▶ [Your objective] Gather every line below that contains the word "would". Upper- and lowercase letters must match.

========

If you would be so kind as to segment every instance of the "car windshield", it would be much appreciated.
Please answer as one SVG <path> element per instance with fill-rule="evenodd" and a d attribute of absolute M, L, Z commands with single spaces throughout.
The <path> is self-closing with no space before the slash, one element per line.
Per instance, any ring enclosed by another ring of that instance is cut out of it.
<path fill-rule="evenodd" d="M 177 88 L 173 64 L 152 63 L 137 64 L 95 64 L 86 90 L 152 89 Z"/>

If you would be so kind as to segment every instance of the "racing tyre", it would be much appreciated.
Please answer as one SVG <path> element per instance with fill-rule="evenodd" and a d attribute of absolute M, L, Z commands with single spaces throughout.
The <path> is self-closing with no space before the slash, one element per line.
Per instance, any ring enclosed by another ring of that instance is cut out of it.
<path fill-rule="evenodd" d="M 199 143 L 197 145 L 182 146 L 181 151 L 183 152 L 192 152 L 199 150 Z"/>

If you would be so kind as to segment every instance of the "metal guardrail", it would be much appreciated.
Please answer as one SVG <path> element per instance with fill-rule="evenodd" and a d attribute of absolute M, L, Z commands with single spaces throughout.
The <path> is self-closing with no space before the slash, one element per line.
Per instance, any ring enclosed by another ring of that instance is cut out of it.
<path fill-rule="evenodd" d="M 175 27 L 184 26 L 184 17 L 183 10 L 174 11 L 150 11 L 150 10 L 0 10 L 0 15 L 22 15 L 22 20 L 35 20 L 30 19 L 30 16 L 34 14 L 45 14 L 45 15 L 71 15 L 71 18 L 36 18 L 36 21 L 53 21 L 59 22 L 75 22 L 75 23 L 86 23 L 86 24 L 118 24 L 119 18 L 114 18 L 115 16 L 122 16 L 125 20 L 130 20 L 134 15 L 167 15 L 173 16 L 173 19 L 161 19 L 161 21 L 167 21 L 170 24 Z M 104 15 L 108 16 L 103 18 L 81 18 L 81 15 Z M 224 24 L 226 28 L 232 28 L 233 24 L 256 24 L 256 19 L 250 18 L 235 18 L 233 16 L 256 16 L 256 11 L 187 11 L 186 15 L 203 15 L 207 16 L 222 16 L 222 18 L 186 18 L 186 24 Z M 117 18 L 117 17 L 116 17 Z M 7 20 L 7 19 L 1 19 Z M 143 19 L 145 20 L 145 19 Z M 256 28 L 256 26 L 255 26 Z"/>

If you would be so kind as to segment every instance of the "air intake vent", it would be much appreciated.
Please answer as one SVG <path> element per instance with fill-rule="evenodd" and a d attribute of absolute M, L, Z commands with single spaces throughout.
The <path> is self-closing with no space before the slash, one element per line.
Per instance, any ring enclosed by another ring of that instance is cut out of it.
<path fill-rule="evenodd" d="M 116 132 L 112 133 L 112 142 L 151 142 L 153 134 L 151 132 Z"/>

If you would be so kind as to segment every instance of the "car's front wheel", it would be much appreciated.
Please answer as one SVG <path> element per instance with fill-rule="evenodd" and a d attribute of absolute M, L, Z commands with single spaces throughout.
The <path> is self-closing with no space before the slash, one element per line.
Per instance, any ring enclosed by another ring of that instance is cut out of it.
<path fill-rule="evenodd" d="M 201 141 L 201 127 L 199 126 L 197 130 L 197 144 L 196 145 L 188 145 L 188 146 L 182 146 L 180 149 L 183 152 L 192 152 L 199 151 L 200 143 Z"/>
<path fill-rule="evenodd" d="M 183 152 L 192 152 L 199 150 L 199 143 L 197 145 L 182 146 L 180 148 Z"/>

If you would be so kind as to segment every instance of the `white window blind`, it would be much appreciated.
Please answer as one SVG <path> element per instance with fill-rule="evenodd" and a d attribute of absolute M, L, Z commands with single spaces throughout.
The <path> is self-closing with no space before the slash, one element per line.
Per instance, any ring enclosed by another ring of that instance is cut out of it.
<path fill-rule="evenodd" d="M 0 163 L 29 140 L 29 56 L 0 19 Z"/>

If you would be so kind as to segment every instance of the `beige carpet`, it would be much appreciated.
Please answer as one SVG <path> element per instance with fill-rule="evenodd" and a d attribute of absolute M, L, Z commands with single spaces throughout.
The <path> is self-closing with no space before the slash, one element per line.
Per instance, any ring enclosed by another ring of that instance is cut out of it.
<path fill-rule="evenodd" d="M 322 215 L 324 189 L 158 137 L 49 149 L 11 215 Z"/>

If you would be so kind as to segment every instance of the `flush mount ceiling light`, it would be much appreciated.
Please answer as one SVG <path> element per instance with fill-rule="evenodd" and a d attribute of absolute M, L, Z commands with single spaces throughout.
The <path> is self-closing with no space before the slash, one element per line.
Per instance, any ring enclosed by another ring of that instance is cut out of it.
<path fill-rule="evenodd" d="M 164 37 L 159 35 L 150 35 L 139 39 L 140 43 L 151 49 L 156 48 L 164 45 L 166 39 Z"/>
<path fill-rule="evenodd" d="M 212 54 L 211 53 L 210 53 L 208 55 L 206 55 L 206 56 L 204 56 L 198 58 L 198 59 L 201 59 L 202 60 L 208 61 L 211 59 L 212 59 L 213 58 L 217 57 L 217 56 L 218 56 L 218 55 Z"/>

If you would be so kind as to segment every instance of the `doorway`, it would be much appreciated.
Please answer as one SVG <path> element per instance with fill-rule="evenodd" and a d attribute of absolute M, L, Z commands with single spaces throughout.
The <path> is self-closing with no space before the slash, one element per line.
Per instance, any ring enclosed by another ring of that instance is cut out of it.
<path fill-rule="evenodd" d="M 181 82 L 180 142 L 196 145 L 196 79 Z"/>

========

▶ [Exercise solution]
If you would be so kind as to segment every instance of the "car windshield", it would be much appreciated.
If you would be so kind as to segment every instance of the "racing tyre", it would be much appreciated.
If you would be so kind as to segment every instance of the "metal guardrail", it would be much appreciated.
If you would be so kind as to segment every instance of the "air intake vent", it would be much appreciated.
If you would be so kind as to segment every instance of the "car's front wheel", it would be much appreciated.
If you would be so kind as to segment every instance of the `white window blind`, it would be much appreciated.
If you would be so kind as to segment every instance of the `beige carpet`, it would be much appreciated.
If you would be so kind as to segment every instance of the `flush mount ceiling light`, it would be much appreciated.
If you would be so kind as to segment every instance of the `doorway`, it would be much appreciated.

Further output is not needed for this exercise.